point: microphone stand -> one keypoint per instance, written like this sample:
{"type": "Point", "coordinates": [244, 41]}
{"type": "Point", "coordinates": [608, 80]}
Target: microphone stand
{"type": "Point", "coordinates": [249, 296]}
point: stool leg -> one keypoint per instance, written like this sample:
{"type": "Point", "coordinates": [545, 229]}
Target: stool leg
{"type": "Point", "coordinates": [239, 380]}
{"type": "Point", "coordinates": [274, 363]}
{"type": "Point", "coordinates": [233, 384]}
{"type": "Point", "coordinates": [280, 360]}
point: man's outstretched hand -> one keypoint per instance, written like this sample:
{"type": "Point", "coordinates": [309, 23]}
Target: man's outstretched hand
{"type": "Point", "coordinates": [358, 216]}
◆ ◆ ◆ ◆
Instructions for the task >> Present every line of the data above as a Markdown table with two columns, Row for the line's number and Line for its text, omitting any blank lines.

Result >>
| Row | Line |
|---|---|
| 1 | point: microphone stand -> one keypoint per instance, written like this sample: |
| 2 | {"type": "Point", "coordinates": [244, 41]} |
| 3 | {"type": "Point", "coordinates": [608, 80]} |
| 4 | Target: microphone stand |
| 5 | {"type": "Point", "coordinates": [249, 296]} |
| 6 | point: stool leg -> one keypoint per instance, written like this sample: |
| 7 | {"type": "Point", "coordinates": [545, 229]} |
| 8 | Target: stool leg |
| 9 | {"type": "Point", "coordinates": [239, 380]} |
| 10 | {"type": "Point", "coordinates": [274, 363]} |
| 11 | {"type": "Point", "coordinates": [233, 384]} |
| 12 | {"type": "Point", "coordinates": [280, 360]} |
| 13 | point: man's outstretched hand -> one keypoint per instance, written like this sample: |
| 14 | {"type": "Point", "coordinates": [309, 23]} |
| 15 | Target: man's outstretched hand |
| 16 | {"type": "Point", "coordinates": [358, 216]} |